#### To do:
**1.** According to the blockcpd tutorial, which two fitting methods are currently implemented?
**2.** Write out the section of the blockcpd tutorial that opens with "# nrow = number" and closes with "of the change-points.", switching "observations" to "measurements".
**3.** Pick up the blockcpd tutorial after its final sentence and carry it forward.

#### Text segment:
An interesting functionality the user might want to try is the confidence plot: a graphic that shows the estimates of how likely it is for a structural break to occur at a given index.
We now provide a quick tutorial on how to install the package, simulate data, fit the model, avoid over-fitting, and exploring the confidence plot feature.
To install the package from this repository, install the devtools package and run the command below.
devtools::install_github("https://github.com/Lucas-Prates/blockcpd")
Lets simulate data with 20 signals (samples), each with variables, segmented in four intervals: [1,50], [51,110], [111,180] and [181,200]. We consider that the variables from each block comes from a exponential distribution with scale parameters 1, 2, 3 and 1 respectively.
To simulate from this model, we use the rcpd
function provided by the
package. To pass the parameters, provide a list, where the keys are the
parameter name for the model, and the value is a vector whose entries
are the value of that parameter for each block. The blocks are specified
with the changepoints
argument, which is a vector containing the end
point of each block except the last, in our case (50,110,180).
We also must specify the statistical family. Currently, the package implements the Normal (Gaussian) with unknown mean and variance, Poisson, Exponential, Bernoulli and Binary Markov Chain (2-states) distributions.
library(blockcpd)
set.seed(42)
parameters = list(scale = c(1, 2, 3, 1))
# nrow = number of signals
# ncol = number of variables or observations per signal
sim_df <- rcpd(nrow = 20, ncol = 200,
family = "exponential", parameters = parameters,
changepoints = c(50, 110, 180))
The output is a list with three elements: the data matrix, the true change-points and parameters.
The figure below show how the first four signals look like. The vertical dashed lines mark the location of the change-points.
Now that we have a data set, we fit the model using the fit_blockcpd
function. The user can choose fitting method, statistical family,
maximum number of blocks and provide his own penalization function.
Two fitting methods are currently implemented: “hierseg” and “dynseg”. The first is a fast greedy implementation of the hierarchical segmentation (also called binary segmentation), and the second is dynamic segmentation, an exact but slower implementation using dynamic programming. The statistical methods are the same as discussed in the simulations.

#### Provided data:
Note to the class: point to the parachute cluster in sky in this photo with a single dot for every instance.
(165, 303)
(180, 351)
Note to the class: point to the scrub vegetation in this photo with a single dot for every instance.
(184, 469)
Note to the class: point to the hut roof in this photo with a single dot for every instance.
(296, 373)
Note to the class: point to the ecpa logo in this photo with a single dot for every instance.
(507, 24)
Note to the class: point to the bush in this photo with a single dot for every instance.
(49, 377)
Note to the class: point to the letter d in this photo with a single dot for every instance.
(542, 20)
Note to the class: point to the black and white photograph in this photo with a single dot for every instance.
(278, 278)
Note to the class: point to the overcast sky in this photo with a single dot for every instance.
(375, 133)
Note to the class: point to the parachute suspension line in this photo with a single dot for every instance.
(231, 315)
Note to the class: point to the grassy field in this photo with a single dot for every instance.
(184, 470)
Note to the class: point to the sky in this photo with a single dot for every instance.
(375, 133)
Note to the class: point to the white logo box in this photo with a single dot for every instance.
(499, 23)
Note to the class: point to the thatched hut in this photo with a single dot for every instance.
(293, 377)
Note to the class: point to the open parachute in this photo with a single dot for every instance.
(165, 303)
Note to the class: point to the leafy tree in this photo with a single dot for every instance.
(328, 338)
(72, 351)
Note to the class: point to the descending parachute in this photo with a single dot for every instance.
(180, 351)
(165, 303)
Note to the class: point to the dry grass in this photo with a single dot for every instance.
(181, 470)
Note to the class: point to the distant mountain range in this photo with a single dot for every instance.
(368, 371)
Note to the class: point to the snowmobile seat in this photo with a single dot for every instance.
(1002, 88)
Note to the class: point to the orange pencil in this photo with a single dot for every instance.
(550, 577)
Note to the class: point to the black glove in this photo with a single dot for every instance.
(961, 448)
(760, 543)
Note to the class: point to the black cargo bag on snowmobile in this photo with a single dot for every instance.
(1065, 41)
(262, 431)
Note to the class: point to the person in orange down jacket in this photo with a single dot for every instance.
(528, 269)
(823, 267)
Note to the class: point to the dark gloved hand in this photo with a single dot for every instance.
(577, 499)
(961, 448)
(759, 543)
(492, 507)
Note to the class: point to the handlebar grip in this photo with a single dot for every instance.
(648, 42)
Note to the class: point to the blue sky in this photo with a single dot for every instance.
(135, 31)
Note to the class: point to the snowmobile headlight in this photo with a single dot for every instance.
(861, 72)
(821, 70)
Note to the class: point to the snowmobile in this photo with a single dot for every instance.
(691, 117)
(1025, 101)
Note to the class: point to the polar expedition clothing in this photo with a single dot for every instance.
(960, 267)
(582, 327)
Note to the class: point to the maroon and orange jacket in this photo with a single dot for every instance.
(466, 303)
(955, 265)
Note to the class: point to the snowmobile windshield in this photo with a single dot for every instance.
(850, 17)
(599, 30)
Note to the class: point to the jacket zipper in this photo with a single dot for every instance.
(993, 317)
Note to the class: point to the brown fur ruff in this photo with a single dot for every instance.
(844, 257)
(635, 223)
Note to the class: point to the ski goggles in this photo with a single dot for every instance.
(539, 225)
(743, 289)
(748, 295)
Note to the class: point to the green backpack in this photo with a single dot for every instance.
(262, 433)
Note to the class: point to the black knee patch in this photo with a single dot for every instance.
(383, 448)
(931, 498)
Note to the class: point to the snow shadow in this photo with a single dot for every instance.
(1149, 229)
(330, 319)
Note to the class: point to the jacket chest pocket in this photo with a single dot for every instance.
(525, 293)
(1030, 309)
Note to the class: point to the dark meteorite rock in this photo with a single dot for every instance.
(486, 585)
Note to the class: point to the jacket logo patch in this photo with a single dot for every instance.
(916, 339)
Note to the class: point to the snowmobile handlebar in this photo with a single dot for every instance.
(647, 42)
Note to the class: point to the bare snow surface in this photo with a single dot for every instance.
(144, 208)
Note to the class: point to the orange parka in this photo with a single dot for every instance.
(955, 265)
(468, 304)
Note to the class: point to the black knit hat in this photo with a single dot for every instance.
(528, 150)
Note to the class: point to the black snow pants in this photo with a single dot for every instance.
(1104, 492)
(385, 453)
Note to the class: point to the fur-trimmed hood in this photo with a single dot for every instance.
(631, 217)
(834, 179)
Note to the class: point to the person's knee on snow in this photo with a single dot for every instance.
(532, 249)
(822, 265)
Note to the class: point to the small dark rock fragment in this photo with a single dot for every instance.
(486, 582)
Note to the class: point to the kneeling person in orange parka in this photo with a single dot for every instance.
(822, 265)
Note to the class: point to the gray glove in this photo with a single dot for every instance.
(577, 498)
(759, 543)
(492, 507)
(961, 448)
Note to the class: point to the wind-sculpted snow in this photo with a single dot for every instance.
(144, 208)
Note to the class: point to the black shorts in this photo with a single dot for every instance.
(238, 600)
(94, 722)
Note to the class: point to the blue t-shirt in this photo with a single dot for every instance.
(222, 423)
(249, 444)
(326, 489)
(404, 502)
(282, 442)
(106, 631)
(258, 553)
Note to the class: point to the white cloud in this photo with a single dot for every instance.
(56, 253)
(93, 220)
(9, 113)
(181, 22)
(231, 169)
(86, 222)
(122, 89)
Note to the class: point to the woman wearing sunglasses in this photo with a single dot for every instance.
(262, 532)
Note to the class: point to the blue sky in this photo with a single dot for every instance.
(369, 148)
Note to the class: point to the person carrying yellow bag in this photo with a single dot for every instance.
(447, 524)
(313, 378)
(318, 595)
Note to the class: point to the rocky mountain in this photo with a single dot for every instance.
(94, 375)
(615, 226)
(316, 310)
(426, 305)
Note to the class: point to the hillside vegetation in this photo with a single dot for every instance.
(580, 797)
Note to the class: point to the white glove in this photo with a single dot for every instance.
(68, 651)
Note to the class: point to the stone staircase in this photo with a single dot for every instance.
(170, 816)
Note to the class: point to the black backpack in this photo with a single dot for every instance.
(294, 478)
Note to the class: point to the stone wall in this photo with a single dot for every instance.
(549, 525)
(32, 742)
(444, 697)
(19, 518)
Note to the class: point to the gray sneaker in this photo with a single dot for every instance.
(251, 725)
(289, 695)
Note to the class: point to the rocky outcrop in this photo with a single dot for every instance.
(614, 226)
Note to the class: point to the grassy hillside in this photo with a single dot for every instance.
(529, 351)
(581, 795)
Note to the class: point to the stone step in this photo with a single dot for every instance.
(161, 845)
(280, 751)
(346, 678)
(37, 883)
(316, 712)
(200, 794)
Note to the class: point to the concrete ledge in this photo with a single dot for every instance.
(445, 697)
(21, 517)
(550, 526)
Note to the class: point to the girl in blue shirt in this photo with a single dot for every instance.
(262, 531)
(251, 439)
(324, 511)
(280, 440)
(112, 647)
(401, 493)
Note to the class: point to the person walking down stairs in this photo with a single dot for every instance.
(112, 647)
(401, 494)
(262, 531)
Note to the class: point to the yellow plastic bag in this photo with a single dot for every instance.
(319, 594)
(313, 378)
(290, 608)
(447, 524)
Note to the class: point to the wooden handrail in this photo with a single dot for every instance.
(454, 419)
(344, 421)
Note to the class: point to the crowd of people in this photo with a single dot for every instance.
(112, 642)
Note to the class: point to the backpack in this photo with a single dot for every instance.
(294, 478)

#### Outputs by task:
**1.** "hierseg" and "dynseg".

**2.**
# nrow = number of signals
# ncol = number of variables or measurements per signal
sim_df <- rcpd(nrow = 20, ncol = 200,
family = "exponential", parameters = parameters,
changepoints = c(50, 110, 180))
The output is a list with three elements: the data matrix, the true change-points and parameters.
The figure below show how the first four signals look like. The vertical dashed lines mark the location of the change-points.

**3.**
We will better discuss the penalization constant and maximum blocks in the next section.
Lets fit the model using “hierseg” (default), the “exponential” family, penalization constant equals 1 and default penalization.
seg_model = fit_blockcpd(sim_df$data_matrix, family = "exponential",
lambda = 1)
The return object is a S3 class called blockcpd
. It contains the
estimated change-points, parameters, loss, negative log likelihood and
metadata. It also contains bootstrap information if the bootstrap flag
is TRUE
. We will see why running the model with bootstrap can be
useful for the practitioner.
The user can plot how a parameter varies with the indices just by
calling plot
and passing the model as an argument.
plot(seg_model, parameter = "scale")
The flat regions corresponds to variables grouped in the same block. The height of the block corresponds to the estimated value of the parameter for that block. The vertical lines shows where the model detected a change-point. In this example, it detected the changes at 50, 110, 180.
Since the scale parameter is associated with the expected value of the variables for the exponential distribution, we could plot a “average signal” along with the block plot, as show in the figure below.
The black lines are the estimated scale (average value) parameter for the blocks, and the blue points are the average signal for each index.
In order to avoid over segmentation, two parameters can be used: the
penalization constant (the lambda
argument in fit_blockcpd
) and the
maximum number of blocks (the max_blocks
argument).
If we used a very small value for the penalization constant, we would have detected many blocks, reaching a over-segmentation! However, we only know it would have been a over-segmentation because we simulated the data. We need an data-driven approach to select lambda.
The constant has to be chosen carefully. A common approach is to use an adaptation of the elbow plot heuristics. A graphic of how the number of detect blocks varies with the penalization constant lambda is constructed, and then we try to visually select a value in which the curve “flats out” after it.
The package provides the select_frv
function. The first function uses
a methodology similar to the described above in order to observe how the
estimated number of change-points vary with the penalization constant.
The main advantage is that it provides an automatic suggestion for the
best regularization constant, number of change-points and model.
Optionally, the user can call the plot
function on its output in order
to do graphical inspection.
model_args = list(family = "exponential") # do not include lambda!
# search space for lambda
lambda_left = 0
lambda_right = 5
step = "automatic" # can also be set to any numeric value
# uses the data and passed arguments to fit the curve and suggested values
frv = select_frv(sim_df$data_matrix, lambda_left = lambda_left, step = step,
lambda_right = lambda_right,
model_args = model_args)
# plots the curve if the user prefers to perform graphical inspection
plot(frv)
The function suggests an approximate value of 0.6944591 for the penalization constant. Plotting the result is optional, but it can aid when the automatic suggestion fails. Do not restrict yourself to the suggestion, specially for very small values of step.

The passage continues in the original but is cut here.